> [ACTIVITY]:
Whenever "target" appears in a line, please copy that line from the data.

[Dataset items]
+---+

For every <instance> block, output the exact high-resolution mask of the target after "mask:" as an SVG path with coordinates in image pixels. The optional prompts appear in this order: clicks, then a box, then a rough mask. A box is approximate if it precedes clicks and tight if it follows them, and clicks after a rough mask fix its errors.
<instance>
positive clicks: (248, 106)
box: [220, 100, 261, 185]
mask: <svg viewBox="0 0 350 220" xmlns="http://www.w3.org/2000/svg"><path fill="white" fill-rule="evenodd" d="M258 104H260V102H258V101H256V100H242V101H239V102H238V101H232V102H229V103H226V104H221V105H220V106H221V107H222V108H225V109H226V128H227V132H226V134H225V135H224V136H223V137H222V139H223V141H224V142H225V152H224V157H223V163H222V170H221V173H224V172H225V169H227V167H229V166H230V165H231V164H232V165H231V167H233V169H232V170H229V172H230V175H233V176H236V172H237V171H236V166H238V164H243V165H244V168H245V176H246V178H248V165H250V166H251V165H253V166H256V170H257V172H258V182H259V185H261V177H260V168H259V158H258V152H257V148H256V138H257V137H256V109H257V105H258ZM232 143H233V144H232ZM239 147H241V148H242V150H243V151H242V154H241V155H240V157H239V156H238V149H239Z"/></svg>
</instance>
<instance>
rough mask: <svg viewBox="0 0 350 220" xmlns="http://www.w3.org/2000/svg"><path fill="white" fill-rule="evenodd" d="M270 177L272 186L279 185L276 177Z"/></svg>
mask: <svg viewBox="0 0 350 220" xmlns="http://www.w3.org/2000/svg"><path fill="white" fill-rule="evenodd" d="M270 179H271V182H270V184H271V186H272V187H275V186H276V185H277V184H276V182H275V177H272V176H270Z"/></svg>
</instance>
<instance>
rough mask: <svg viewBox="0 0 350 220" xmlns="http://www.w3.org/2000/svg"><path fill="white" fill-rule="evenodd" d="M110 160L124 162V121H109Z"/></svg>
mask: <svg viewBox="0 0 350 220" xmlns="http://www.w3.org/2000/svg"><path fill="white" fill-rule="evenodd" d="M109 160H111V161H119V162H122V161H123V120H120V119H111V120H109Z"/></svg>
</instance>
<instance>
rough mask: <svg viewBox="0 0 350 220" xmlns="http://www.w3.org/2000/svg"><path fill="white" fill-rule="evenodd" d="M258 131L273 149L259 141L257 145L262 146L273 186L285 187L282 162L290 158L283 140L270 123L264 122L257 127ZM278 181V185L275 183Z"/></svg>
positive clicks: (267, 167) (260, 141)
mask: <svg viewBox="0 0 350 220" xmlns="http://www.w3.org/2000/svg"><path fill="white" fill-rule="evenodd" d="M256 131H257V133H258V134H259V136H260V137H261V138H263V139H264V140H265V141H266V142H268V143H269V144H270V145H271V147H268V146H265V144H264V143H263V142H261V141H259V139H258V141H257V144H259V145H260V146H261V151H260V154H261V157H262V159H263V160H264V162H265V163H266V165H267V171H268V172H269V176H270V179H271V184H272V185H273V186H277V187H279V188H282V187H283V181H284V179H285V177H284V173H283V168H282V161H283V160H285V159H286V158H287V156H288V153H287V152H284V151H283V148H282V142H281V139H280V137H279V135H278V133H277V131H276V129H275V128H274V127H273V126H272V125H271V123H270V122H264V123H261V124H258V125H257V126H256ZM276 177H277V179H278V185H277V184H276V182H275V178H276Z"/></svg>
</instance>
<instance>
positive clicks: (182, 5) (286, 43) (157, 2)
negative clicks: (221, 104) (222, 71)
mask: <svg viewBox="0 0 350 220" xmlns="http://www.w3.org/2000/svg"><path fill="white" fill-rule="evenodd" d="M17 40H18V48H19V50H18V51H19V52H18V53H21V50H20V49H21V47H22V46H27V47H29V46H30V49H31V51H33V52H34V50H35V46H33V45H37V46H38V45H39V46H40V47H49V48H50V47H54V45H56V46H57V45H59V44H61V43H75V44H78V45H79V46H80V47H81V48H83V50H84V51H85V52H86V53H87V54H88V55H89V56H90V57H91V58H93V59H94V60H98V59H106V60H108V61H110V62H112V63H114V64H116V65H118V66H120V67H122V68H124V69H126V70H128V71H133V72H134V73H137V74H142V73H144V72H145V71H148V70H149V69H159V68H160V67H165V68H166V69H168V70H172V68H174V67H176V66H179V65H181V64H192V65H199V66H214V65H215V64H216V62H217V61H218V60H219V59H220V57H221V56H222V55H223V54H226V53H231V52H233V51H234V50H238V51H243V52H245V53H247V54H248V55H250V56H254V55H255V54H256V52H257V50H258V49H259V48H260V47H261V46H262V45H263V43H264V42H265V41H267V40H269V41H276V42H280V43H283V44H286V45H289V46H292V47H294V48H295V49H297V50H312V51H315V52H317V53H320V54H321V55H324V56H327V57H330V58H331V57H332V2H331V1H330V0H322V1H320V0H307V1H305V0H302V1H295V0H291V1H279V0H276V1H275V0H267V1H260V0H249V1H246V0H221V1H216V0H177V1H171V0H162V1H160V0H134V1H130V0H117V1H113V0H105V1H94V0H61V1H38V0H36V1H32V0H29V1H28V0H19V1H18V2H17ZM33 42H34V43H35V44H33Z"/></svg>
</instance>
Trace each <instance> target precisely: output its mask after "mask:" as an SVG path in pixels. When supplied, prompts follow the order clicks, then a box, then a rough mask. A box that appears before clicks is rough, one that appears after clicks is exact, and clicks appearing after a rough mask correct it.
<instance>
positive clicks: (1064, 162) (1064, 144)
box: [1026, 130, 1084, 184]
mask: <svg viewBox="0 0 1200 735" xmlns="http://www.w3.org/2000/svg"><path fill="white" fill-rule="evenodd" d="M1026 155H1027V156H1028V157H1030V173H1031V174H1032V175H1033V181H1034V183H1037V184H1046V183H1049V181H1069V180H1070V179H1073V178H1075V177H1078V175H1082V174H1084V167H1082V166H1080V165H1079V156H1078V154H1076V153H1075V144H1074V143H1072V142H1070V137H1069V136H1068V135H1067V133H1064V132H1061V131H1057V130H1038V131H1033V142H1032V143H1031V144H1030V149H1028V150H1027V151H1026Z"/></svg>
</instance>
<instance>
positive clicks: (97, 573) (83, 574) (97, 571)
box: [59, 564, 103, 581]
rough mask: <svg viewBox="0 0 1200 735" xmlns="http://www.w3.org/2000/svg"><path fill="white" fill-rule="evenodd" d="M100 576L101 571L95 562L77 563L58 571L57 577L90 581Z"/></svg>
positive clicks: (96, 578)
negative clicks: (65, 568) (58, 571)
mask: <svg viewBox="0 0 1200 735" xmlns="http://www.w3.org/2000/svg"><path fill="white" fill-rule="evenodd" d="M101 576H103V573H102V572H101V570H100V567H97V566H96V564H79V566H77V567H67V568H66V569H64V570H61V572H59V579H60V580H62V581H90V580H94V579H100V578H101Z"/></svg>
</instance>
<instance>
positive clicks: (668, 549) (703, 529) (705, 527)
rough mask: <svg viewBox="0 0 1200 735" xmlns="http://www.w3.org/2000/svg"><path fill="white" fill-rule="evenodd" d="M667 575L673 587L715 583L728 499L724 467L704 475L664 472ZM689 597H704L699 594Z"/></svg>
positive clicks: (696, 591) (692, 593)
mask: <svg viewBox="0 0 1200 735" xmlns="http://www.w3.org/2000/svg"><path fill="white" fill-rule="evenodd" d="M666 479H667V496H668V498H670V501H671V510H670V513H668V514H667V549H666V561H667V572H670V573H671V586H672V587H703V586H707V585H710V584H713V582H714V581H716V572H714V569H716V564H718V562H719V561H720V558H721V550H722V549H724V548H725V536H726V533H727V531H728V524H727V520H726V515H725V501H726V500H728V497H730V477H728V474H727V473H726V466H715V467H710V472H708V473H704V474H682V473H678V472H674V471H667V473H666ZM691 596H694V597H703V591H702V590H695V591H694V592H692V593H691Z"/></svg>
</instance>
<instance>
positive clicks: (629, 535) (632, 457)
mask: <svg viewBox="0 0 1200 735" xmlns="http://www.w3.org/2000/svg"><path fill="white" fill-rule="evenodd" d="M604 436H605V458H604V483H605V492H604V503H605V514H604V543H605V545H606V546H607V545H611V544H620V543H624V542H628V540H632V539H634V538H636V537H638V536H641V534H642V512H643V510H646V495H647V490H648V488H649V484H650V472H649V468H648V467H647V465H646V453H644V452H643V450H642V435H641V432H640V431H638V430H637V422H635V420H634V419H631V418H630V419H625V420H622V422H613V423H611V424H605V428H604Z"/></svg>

+---+

> [OUTPUT]:
For every <instance> block, output the exact high-resolution mask of the target after "mask:" as an SVG path with coordinates in image pixels. The optional prompts appear in this order: clicks, then a box, then a rough mask. A box is approximate if it precedes clicks and tight if it follows them, and clicks after a rough mask fix its errors.
Trace each <instance> target precisely: output its mask after "mask:" as an SVG path in pixels. When supplied, prompts follow the order clicks, then a box, then a rough mask. A box that appears before clicks is rough, one that appears after clicks is exact, and clicks appearing after a rough mask correct it.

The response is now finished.